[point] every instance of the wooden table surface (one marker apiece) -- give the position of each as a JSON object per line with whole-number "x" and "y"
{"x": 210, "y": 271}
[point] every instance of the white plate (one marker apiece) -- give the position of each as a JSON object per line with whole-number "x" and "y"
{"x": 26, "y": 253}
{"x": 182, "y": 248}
==
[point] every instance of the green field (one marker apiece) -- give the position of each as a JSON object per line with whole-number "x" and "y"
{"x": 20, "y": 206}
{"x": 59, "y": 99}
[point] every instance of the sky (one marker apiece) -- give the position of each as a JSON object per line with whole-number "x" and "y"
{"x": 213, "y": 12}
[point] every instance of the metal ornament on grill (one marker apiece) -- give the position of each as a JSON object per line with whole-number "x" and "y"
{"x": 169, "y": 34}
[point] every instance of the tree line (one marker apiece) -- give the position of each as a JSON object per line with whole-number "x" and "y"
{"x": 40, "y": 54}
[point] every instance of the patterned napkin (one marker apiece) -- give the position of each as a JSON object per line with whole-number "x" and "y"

▶ Task goal
Copy the data word for word, beginning with the line that contains "[point] every instance of the green" and continuing through the line that contains "[point] every instance of the patterned".

▶ Output of the task
[point] every instance of the green field (one marker apiece) -- give the position of each as a JSON object per line with whole-number "x" and "y"
{"x": 20, "y": 206}
{"x": 59, "y": 99}
[point] every instance of the sky (one marker apiece) -- give the position of each as a JSON object per line with whole-number "x" and "y"
{"x": 213, "y": 12}
[point] every instance of the metal ornament on grill (one marker apiece) -- give the position of each as a JSON object per line with whole-number "x" and "y"
{"x": 169, "y": 34}
[point] every instance of the tree line (one marker apiece) -- give the position of each as a JSON object per line with whole-number "x" and "y"
{"x": 40, "y": 54}
[point] every instance of the patterned napkin (one marker apiece) -- give the position of each as a JSON object per line with whole-number "x" and "y"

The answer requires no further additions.